**Written request**.
The records that follow are to be transcribed in full, without their images.

##########

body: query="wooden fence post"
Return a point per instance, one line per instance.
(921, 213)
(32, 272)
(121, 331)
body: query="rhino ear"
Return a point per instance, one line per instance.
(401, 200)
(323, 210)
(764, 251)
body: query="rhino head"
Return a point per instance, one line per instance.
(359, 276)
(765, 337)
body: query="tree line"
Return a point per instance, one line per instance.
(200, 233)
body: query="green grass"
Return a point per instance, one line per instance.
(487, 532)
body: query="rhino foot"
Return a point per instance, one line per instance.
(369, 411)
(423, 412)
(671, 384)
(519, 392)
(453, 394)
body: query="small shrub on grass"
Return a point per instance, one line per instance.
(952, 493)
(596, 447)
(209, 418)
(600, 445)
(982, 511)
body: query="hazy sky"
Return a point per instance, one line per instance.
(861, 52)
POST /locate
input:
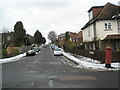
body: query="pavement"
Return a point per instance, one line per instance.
(45, 70)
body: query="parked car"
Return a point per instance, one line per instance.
(57, 51)
(45, 45)
(30, 52)
(53, 47)
(36, 49)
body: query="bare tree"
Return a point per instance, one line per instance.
(52, 36)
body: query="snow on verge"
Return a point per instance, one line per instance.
(87, 64)
(12, 59)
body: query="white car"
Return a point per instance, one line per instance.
(57, 51)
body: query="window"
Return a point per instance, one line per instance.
(119, 24)
(90, 15)
(105, 25)
(108, 26)
(88, 32)
(93, 46)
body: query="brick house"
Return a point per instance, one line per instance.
(103, 28)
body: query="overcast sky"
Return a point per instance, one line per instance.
(47, 15)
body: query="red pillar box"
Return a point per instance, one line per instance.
(108, 57)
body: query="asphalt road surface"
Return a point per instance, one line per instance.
(45, 70)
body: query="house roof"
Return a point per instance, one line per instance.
(107, 13)
(112, 37)
(73, 35)
(95, 7)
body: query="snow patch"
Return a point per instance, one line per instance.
(87, 63)
(12, 59)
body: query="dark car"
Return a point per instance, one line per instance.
(36, 49)
(30, 53)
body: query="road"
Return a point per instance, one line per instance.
(45, 70)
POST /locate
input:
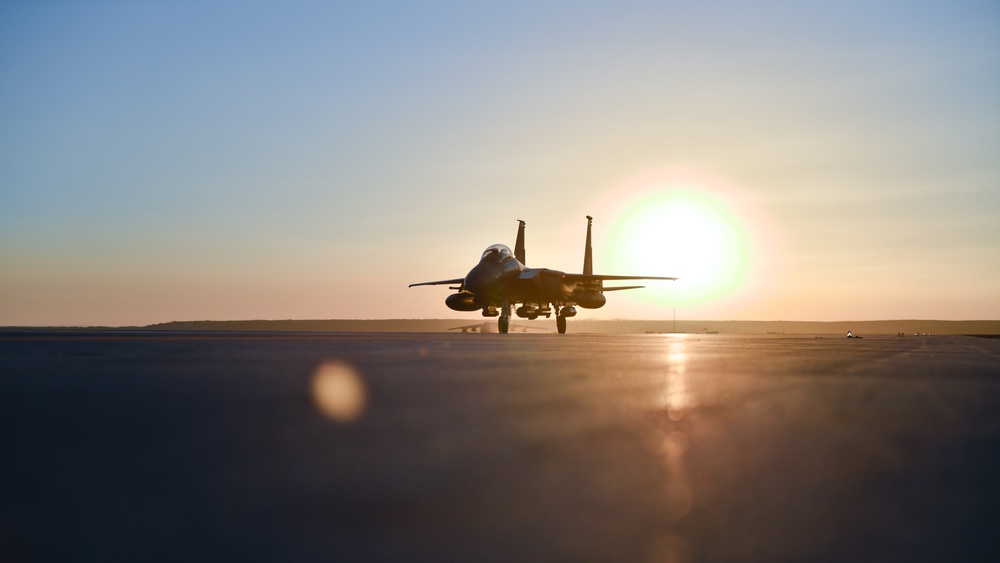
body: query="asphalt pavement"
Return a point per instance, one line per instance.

##########

**Full response**.
body: query="wooden fence post"
Return a point per instance, one line per instance.
(921, 213)
(32, 272)
(121, 331)
body: query="rhino ear"
Return a point per instance, one line per instance.
(401, 200)
(323, 210)
(764, 251)
body: query="rhino head"
Return a point per instance, one line per instance.
(359, 276)
(765, 337)
body: query="tree line"
Return a point per instance, one line per instance.
(200, 233)
body: query="green grass"
Return a point per instance, one line per instance.
(487, 532)
body: query="rhino foot"
Return a point per instance, one line per instance.
(369, 411)
(423, 412)
(671, 384)
(519, 392)
(453, 394)
body: query="small shrub on grass"
Return a point per instance, one line per instance.
(952, 493)
(596, 447)
(209, 418)
(600, 445)
(982, 511)
body: query="hazy sky"
Return a point per instance, one line per instance.
(861, 52)
POST /locate
input:
body: query="pavement"
Return a point per instance, one line per instance.
(45, 70)
body: query="parked car"
Return a point per instance, one line per instance.
(57, 51)
(45, 45)
(30, 52)
(53, 47)
(36, 49)
body: query="bare tree"
Return a point per instance, one line per instance.
(52, 36)
body: query="snow on verge"
Return a point per instance, one line per instance.
(87, 64)
(12, 59)
body: query="white car"
Return a point per instance, one line per instance.
(57, 51)
body: query="window"
Return a point per instance, one line per instance.
(119, 24)
(90, 15)
(105, 25)
(108, 26)
(88, 32)
(93, 46)
body: query="brick house"
Return a point per instance, one line per instance.
(103, 28)
body: query="overcast sky"
Return a point per instance, one line per instance.
(47, 15)
body: query="red pillar box"
Return a point per instance, one line per instance.
(108, 57)
body: query="asphalt road surface"
Return a point per instance, one line per instance.
(45, 70)
body: query="house roof"
Return a point per instance, one line per instance.
(107, 13)
(112, 37)
(73, 35)
(95, 7)
body: query="snow patch"
Return a point per instance, one line per instance.
(87, 63)
(12, 59)
body: query="dark car"
Return a point per instance, one line per instance.
(36, 49)
(30, 53)
body: query="road"
Return a point per instance, one line per instance.
(45, 70)
POST /locate
input:
body: query="asphalt pavement"
Return a point per instance, one line per instance.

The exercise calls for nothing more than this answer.